Provided text:
** Start **

Each interview was recorded, and a spreadsheet was created, itemizing the responses from each individual. At the conclusion of the interviews, this spreadsheet was examined in its entirety, and a codebook was created from the notes. Similar items were reduced to single statements. For example, one respondent remarked, “Adventists don’t intentionally seek interactions with non-Adventists.” Another stated that Adventists have “a bit of an exclusive mindset and are drawn to people we are similar to. . . .” Phrases like those were merged and coded into “socializes with other Adventists.”

From this first sweep through the respondents’ lists, the codebook consisted of 165 items. By continuing to parse and combine, the list was further reduced to 45 traits or characteristics of a traditional, upstanding American Adventist (see Table 1). New columns in the spreadsheet were created for each respondent, with his or her corresponding edited list that used the codebook terms. Twenty-seven of the most salient items were chosen for the rank-ordering task that followed.

Rank-ordering

Once this list was created, a second sample was chosen (n = 63).  Once again, a snowball sampling procedure was employed, using “referrals” from Adventist friends, colleagues, and acquaintances across the country (n = 63). All participants were self-described as active and involved church members and were also parents of K-12 school-aged children. This sample also provided a fair representation of the eight U.S. unions studied, with roughly seven to eight participants from each region. Of the 63 individuals in this sample, 44 were female and 48 were under 50 years old. For this phase of the construction of the cultural consensus domain, the participants were given the task of rank-ordering the list of items derived from the first sample. The purpose of this second step was to assess the degree of agreement―or consensus―among these items, which had been identified as being key elements in the culture of Adventism in the first phase.

As with the first sample, each participant in the second sample was first contacted either through phone or e-mail. At the appointed meeting time, a brief summary about the study was provided to the participants as well as an explanation as to how these 27 items were identified. The participants were told exactly what the prompt had been for the first sample; in other words, what those participants had been responding to and how this list had been developed. They were then instructed about the task before them―to rank-order all 27 items, beginning with what would be most important to a traditional Seventh-day Adventist in good standing.

For those with whom this task was conducted in person, Dengah’s approach to rank-ordering was used.14 Those participants were given 27 small cards―each card had one of the items written on it. Respondents were encouraged to first sort the cards into three categories―very important, somewhat important, and not at all important. Once they had three piles, the respondents were asked to order them within each of the categories. When they were finished, the result was a complete rank-ordered list of all 27 items. Some respondents chose to complete the task as described above; others simply rearranged their cards from left to right and ordered them from 1 to 27.

Like the first sample, all respondents in the second sample were instructed to rank-order the statements according to how the community perceived their importance, not how they would prioritize them personally.

Establishing a Domain

Using the ordered lists from each respondent in the second sample, a correlation matrix was created of respondents and their ranking of each item. The degree to which respondents agreed with one another was quantified as a cultural competence coefficient; essentially, it determined how well each individual understood the culture. Those who ranked items similarly to most others had a high coefficient and were said to have a high degree of cultural competence.15 This is a consensus model, which means that “competence” is not defined as correct answers, but rather the level of agreement and shared knowledge among respondents.

** End **

Data shown:

** Start **

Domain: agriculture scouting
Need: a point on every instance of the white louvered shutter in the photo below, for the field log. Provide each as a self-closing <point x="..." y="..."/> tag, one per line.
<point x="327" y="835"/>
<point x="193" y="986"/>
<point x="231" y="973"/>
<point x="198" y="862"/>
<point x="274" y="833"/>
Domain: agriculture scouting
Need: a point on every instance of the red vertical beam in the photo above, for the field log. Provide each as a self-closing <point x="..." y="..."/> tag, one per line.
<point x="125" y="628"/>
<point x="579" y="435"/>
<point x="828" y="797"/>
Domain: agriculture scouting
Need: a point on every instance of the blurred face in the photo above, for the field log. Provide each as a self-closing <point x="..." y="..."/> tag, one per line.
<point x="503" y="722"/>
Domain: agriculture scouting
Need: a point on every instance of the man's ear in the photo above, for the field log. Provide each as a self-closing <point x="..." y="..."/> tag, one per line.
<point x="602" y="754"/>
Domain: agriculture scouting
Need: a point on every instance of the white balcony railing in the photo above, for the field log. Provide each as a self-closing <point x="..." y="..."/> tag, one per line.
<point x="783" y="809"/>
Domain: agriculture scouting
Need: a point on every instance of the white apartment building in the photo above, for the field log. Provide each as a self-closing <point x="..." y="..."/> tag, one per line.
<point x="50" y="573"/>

** End **

Work instructions:
1) According to the text on the Adventist culture study, how many items did the codebook hold after the first sweep through the respondents' lists?
2) Pick up the text on the Adventist culture study where it ends and keep writing it.

Results of the exercise:
1) 165 items.

2)
Using those cultural competence coefficients, a factor analysis was run on the items, the respondents, and their ratings, and examined for the ratio of the first eigenvalue to that of the second. A cultural domain is established based on an examination of the ratio of the first and second eigenvalues. The first factor denotes the largest shared intersection among a set of variables (as composed by the free lists), and the second factor accounts for the residual agreement.16 Cultural consensus theory maintains that if the ratio between the first and second eigenvalues is higher than three, it can be inferred that the sampled population is referencing and utilizing the same shared knowledge and that there indeed exists a cultural domain.

The results of the factor analysis of the respondents (n = 62) produced a ratio of 3.28 between the first eigenvalue (19.357) and the second eigenvalue (5.901). While it is a modest ratio, it still indicated there existed a shared set of cultural knowledge within the population of Seventh-day Adventist Church members in the United States.

By next calculating the rankings of all the items based on the average of all the respondents’ rankings, while also giving more weight to those respondents with higher cultural competence coefficients, a “cultural key” was identified, providing a touch point from which the rest of the study could proceed.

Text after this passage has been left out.